[DIRECTIONS]
[1] Translate this sentence from the passage on other-than-temporary impairments into Spanish: "All securities with unrealized losses are subject to our review to identify other-than-temporary impairments in value."
[2] According to the passage on other-than-temporary impairments, to what extent are unrealized gains and losses recorded for equity securities classified as available-for-sale?
[3] Decide whether each statement agrees with the passage on other-than-temporary impairments, answering yes or no and quoting the words that decide it.
(a) Any decline in value maintained for one year or greater is generally recognized as an other-than-temporary impairment.
(b) Equity securities managed by independent third parties are left out of the review for impairments.
(c) Currency fluctuation is named as one possible reason for a decline in value.

[GIVEN PASSAGE]
=-=-=
Other-Than-Temporary Impairments of Equity Securities

 

For those equity securities classified as available-for-sale, we record unrealized gains and losses to the extent cost is different from estimated fair value. All securities with unrealized losses are subject to our review to identify other-than-temporary impairments in value. In evaluating whether a decline in value is other-than-temporary, we consistently consider several factors including, but not limited to, the following:

 

   

the extent and the duration of the decline; including, but not limited to, the following general guidelines:

 

   

declines in value greater than 20%, maintained for six months or greater;

 

   

declines in value maintained for one year or greater; and

 

   

declines in value greater than 50%;

 

   

the reasons for the decline in value (issuer specific event, currency or market fluctuation);

 

   

our ability and intent to hold the investment for a period of time to allow for a recovery of value, including certain equity securities managed by independent third parties where we do not exercise management discretion concerning individual buy or sell decisions; and

 

   

the financial condition of and near-term prospects of the issuer.

 

We generally recognize other-than-temporary impairments for securities with declines in value greater than 50% maintained for six months or greater or with any decline in value maintained for one year or greater. In addition, in making our determinations we continue to analyze the financial condition and near-term prospects of the issuer, including an assessment of the issuer’s capital position, and consider our ability and intent to hold the investment for a period of time to allow for a recovery of value.
=-=-=
[RECORD LIST]
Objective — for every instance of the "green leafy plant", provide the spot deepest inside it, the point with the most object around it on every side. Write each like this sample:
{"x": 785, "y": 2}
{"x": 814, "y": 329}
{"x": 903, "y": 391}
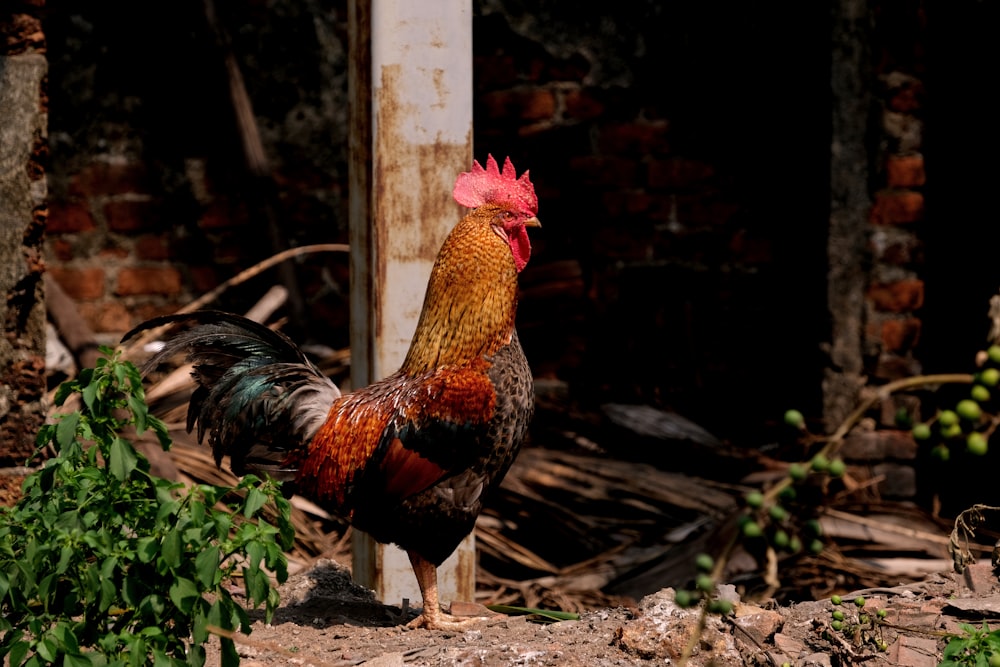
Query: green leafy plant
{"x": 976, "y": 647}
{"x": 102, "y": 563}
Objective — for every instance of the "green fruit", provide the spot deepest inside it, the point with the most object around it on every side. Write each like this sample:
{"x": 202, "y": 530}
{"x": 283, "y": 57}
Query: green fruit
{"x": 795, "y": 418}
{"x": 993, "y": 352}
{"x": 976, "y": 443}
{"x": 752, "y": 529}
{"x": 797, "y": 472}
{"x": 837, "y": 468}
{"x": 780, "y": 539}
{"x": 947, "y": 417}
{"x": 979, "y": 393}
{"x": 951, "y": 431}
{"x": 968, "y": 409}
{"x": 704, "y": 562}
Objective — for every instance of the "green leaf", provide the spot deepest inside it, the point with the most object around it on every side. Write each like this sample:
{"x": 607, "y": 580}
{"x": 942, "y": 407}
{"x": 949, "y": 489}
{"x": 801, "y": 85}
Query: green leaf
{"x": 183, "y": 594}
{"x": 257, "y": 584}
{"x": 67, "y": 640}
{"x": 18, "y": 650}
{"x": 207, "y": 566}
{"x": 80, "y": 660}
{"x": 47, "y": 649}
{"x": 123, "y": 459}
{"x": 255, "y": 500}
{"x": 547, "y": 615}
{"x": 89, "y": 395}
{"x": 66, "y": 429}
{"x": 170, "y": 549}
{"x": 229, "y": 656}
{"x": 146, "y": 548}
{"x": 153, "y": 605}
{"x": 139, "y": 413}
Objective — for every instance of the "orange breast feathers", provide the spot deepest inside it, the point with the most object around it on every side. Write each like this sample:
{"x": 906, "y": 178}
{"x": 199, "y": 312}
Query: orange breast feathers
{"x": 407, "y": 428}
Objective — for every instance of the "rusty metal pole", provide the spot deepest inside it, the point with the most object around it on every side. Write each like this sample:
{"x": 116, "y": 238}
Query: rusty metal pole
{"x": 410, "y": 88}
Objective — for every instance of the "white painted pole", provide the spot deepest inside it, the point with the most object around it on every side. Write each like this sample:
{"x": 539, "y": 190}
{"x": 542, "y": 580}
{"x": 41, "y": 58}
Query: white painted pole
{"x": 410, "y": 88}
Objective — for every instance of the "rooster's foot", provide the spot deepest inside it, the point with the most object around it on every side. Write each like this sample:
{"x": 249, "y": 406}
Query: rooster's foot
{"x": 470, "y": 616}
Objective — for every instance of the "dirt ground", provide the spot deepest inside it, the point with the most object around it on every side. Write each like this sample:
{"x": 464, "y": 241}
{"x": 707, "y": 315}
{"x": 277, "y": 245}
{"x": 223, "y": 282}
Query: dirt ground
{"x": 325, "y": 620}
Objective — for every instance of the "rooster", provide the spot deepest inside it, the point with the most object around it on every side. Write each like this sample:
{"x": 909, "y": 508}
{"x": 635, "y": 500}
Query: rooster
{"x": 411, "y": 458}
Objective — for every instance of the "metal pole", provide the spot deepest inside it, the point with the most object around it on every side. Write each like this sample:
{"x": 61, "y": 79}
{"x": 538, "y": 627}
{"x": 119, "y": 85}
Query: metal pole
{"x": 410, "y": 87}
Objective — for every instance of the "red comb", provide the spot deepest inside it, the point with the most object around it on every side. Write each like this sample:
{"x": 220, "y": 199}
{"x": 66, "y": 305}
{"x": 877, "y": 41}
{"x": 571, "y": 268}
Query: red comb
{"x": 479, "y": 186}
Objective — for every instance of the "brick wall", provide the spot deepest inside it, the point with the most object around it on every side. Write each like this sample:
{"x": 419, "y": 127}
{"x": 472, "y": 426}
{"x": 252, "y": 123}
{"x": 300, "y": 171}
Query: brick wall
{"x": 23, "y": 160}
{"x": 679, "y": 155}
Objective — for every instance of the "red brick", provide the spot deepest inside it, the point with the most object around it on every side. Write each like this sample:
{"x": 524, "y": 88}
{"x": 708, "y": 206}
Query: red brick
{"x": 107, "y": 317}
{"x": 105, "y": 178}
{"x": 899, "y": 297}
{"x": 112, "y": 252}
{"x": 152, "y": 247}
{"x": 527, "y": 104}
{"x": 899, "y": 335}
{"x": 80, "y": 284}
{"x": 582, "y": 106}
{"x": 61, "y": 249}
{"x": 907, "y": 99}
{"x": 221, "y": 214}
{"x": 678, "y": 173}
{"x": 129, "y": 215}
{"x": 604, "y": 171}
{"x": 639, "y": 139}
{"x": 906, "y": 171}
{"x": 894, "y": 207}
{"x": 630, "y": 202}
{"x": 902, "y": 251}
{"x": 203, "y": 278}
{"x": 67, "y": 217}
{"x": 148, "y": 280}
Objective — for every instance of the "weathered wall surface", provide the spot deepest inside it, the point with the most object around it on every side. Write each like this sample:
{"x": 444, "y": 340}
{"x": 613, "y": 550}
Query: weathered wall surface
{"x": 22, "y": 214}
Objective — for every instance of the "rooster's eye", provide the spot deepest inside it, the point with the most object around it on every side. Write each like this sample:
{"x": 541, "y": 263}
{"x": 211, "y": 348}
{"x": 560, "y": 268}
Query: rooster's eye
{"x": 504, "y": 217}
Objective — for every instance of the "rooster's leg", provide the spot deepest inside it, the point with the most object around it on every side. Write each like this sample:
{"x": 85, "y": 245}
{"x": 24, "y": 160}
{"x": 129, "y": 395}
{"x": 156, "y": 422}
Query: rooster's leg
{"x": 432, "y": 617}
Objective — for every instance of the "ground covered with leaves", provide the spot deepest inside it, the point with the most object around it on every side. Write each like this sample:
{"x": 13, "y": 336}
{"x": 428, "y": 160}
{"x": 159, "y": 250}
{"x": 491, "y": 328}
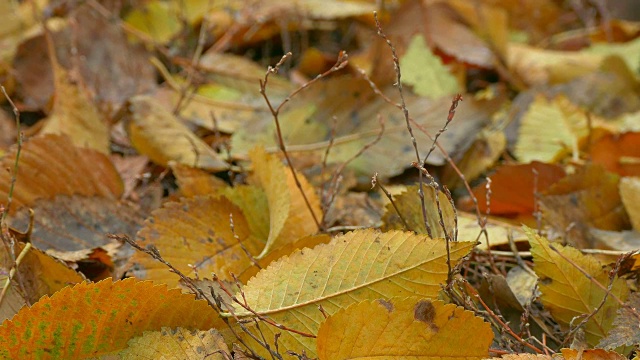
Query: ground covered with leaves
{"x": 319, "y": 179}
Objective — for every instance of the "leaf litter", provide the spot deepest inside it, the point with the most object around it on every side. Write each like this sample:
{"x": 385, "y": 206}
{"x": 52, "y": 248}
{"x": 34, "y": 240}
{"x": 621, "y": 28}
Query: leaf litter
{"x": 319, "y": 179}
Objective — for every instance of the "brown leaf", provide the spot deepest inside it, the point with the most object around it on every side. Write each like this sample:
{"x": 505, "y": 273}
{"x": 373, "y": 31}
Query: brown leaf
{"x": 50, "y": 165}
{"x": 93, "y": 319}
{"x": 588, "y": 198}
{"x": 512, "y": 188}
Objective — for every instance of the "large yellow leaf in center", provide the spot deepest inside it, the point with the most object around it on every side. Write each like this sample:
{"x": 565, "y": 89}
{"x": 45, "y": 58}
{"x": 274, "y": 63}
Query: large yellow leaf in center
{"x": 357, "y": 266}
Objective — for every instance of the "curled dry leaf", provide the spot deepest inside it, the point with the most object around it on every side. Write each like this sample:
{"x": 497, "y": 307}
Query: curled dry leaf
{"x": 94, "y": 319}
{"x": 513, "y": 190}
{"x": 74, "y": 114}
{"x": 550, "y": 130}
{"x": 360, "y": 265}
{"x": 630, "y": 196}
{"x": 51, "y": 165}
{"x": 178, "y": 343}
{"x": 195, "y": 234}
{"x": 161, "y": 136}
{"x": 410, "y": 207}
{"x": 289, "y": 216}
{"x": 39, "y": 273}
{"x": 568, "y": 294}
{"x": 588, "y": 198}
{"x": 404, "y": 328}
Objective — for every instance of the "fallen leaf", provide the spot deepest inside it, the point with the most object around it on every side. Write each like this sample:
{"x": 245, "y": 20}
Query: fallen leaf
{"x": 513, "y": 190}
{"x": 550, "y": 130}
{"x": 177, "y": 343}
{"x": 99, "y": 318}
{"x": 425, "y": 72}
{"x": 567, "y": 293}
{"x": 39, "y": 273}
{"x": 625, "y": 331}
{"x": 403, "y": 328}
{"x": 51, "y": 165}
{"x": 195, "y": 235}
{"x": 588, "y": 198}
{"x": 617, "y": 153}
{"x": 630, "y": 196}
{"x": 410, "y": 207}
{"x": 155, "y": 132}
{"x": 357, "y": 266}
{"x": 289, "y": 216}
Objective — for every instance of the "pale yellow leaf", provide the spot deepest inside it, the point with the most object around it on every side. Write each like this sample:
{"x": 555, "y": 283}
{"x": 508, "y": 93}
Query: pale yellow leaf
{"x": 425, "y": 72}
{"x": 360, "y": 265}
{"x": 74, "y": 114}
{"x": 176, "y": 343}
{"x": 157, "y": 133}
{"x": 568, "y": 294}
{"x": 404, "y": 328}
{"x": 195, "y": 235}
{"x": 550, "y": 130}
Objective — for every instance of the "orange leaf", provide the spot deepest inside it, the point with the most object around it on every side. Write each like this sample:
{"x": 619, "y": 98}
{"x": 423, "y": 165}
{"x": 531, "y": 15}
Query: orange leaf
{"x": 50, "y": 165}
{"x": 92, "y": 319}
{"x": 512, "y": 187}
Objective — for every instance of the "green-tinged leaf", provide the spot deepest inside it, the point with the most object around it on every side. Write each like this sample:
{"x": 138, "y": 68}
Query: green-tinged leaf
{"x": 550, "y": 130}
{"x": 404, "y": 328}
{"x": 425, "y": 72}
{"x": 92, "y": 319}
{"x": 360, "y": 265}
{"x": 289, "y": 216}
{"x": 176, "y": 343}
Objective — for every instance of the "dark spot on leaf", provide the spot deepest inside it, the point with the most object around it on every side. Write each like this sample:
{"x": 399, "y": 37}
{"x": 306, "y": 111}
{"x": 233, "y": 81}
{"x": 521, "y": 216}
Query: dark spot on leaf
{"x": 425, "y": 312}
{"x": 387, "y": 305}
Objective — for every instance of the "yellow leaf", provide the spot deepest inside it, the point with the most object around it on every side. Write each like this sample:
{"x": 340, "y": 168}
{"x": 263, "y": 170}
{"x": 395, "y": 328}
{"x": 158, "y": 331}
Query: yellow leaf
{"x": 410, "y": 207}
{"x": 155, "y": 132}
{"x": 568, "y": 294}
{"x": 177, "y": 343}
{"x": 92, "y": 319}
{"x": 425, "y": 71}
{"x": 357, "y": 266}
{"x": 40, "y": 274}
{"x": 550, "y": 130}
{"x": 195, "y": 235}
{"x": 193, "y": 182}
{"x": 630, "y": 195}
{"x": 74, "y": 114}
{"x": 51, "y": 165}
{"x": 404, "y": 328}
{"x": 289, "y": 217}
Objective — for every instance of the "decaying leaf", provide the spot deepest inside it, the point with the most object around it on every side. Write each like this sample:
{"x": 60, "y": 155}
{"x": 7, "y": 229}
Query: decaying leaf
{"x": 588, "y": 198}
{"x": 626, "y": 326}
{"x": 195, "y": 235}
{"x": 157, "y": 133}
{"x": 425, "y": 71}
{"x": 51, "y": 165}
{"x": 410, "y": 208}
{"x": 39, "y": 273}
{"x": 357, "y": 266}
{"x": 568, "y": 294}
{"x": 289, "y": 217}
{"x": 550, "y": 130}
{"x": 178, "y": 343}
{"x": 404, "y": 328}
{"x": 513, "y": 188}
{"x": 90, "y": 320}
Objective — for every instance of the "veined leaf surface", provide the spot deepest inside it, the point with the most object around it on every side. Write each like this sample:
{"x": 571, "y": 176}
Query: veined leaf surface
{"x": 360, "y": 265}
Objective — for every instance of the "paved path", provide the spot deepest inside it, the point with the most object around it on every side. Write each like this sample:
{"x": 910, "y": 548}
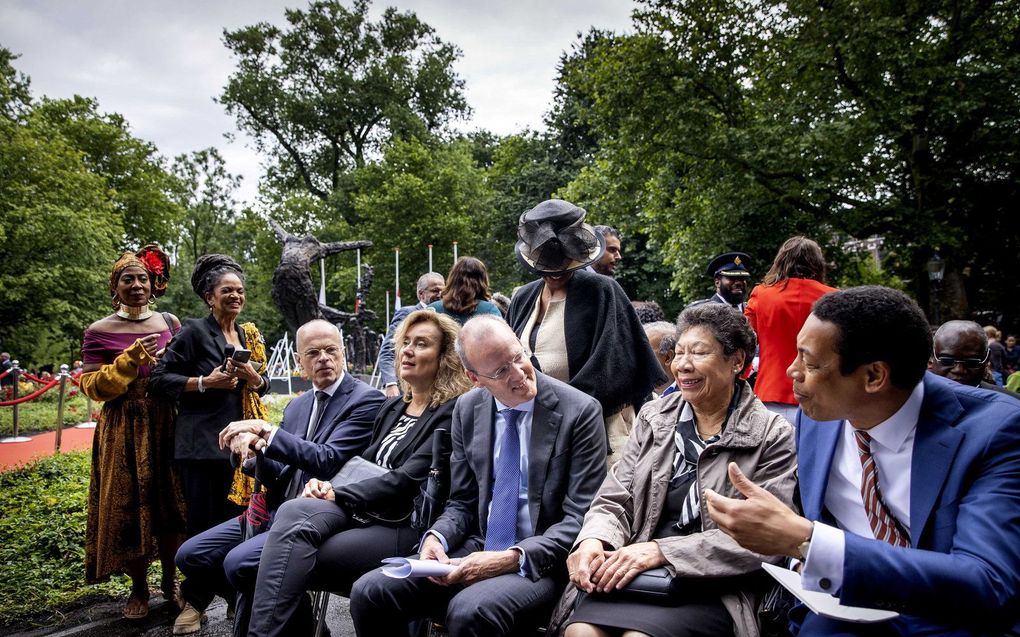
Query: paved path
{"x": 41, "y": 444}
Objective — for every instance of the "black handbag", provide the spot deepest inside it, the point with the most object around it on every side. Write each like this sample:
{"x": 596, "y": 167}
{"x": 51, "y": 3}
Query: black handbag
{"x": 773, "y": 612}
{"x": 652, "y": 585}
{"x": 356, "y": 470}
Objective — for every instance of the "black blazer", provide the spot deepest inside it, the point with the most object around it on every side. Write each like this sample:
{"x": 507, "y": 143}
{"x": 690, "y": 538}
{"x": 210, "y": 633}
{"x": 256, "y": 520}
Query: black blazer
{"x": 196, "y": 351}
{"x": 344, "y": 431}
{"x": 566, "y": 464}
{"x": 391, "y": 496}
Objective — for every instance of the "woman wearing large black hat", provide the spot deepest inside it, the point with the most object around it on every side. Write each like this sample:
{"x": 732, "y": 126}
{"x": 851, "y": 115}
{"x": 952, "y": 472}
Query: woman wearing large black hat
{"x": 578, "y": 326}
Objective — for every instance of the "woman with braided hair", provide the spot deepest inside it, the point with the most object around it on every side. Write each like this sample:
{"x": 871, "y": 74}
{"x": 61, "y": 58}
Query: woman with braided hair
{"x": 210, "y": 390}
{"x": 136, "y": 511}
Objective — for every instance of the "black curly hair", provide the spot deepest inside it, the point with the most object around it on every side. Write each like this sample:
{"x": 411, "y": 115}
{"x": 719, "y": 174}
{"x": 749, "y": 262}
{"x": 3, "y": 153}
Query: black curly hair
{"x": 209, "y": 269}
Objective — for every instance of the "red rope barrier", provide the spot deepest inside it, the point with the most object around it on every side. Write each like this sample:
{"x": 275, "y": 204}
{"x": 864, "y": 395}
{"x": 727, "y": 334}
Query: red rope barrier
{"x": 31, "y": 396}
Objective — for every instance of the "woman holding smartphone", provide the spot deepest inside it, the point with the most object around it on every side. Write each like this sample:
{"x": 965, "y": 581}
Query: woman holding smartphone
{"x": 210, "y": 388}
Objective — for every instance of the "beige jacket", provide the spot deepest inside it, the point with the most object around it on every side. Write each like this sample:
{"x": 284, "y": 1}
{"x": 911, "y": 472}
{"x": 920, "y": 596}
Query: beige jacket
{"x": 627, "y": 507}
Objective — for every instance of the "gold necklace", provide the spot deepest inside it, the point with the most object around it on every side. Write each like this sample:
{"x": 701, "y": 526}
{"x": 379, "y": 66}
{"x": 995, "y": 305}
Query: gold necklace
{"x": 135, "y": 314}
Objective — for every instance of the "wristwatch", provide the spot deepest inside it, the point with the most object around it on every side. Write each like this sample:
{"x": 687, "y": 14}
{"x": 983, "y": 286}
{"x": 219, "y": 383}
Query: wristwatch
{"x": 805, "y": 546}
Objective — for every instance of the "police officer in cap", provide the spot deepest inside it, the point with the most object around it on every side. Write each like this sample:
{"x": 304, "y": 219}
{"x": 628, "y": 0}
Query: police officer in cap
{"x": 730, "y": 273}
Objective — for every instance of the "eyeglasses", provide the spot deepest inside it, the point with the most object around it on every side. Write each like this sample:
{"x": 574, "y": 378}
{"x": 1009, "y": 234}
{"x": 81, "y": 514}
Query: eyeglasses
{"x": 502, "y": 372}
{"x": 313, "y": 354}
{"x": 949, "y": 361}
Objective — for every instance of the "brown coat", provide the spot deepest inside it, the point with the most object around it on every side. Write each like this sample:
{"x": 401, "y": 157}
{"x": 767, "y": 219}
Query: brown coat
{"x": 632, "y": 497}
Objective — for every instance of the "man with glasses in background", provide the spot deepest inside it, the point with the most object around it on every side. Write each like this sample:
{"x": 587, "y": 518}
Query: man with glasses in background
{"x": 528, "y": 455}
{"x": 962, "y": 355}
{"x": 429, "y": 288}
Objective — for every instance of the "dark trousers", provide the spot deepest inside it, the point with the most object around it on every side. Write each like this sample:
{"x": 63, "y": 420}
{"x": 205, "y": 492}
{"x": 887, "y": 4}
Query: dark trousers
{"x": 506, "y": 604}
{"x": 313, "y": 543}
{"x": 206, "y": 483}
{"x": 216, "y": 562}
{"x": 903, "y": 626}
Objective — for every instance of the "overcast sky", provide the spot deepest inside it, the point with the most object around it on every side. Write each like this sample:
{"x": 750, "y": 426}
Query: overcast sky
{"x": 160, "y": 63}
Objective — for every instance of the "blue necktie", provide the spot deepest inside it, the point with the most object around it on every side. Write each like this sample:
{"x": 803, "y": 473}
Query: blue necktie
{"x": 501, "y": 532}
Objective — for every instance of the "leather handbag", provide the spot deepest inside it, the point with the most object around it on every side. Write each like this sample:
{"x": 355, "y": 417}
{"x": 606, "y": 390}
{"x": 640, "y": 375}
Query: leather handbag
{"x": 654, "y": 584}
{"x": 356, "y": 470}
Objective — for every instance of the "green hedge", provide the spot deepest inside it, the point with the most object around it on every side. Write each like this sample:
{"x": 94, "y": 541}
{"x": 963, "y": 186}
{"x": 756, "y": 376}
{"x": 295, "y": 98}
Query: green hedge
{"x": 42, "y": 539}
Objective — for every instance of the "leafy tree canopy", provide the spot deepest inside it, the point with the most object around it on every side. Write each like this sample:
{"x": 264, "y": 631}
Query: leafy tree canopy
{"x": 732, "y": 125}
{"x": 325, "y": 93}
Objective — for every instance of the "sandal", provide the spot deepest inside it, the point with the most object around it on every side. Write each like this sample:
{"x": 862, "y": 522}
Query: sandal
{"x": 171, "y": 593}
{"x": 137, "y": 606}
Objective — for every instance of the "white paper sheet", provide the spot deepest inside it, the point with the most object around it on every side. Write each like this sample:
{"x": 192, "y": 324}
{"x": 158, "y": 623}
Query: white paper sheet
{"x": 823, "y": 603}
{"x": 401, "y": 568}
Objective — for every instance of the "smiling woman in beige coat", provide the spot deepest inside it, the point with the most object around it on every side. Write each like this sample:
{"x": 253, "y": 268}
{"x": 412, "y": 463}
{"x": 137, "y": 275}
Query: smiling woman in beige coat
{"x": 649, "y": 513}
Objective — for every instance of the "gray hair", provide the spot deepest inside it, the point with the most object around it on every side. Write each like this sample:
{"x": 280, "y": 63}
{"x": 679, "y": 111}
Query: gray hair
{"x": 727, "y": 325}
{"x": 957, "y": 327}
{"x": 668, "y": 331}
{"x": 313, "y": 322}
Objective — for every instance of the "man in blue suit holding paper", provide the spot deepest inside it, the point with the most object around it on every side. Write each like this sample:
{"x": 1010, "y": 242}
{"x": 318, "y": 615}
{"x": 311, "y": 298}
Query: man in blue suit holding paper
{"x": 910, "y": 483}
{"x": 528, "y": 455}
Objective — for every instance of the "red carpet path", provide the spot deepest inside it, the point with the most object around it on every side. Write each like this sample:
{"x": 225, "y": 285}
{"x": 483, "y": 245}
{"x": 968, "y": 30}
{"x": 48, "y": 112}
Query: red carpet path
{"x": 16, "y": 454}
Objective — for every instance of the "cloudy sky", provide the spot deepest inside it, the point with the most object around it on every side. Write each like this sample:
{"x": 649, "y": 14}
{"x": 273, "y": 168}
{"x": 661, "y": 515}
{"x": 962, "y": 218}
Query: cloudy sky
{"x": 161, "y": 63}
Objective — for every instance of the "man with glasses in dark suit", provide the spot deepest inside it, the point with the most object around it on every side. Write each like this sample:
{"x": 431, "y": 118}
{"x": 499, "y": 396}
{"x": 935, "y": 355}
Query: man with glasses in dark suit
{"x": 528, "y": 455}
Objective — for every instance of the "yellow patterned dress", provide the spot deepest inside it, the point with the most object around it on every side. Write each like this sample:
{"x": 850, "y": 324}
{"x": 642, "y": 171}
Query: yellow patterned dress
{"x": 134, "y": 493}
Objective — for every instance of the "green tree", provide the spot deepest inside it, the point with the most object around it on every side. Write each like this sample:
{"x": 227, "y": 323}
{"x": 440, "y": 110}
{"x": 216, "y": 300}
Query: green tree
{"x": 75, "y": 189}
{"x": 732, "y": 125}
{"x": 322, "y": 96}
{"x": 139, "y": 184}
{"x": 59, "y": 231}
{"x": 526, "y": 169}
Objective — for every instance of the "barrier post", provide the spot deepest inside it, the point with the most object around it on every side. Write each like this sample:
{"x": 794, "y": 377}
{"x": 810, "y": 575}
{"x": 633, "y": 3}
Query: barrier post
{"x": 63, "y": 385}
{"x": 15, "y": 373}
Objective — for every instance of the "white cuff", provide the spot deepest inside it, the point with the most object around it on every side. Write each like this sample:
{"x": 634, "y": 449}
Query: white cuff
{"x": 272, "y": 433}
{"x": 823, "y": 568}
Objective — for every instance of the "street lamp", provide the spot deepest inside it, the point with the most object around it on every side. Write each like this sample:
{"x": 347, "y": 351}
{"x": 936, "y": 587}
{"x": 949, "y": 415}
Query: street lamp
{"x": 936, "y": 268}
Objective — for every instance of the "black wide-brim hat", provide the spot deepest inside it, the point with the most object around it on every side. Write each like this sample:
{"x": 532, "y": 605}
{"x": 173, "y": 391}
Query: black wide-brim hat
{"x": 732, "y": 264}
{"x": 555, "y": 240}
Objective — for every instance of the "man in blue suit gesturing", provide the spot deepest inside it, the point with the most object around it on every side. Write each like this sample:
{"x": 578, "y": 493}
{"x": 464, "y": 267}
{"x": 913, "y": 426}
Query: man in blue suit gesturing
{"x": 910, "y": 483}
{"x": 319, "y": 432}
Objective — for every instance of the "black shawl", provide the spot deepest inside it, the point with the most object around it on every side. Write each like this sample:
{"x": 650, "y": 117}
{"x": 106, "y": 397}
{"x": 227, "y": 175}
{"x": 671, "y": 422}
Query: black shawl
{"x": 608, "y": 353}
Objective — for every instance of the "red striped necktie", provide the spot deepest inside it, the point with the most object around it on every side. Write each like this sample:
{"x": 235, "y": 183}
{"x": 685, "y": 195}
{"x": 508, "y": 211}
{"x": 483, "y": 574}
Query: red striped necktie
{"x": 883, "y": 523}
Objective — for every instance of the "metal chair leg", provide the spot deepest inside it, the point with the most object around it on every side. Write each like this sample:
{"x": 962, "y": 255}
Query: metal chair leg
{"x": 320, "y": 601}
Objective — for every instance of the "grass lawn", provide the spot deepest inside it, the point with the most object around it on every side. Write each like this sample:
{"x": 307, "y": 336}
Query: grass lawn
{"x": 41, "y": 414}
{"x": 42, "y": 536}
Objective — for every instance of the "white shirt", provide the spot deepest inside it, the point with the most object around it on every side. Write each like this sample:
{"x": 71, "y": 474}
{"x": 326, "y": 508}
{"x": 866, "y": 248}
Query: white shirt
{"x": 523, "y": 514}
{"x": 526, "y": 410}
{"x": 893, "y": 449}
=-=-=
[OUTPUTS FOR THE TASKS]
[1] Todos los valores con pérdidas no realizadas están sujetos a nuestra revisión para identificar deterioros de valor que no son temporales.

[2] To the extent cost is different from estimated fair value.

[3]
(a) Yes: "We generally recognize other-than-temporary impairments for securities with declines in value greater than 50% maintained for six months or greater or with any decline in value maintained for one year or greater."
(b) No: "All securities with unrealized losses are subject to our review to identify other-than-temporary impairments in value."
(c) Yes: "the reasons for the decline in value (issuer specific event, currency or market fluctuation)"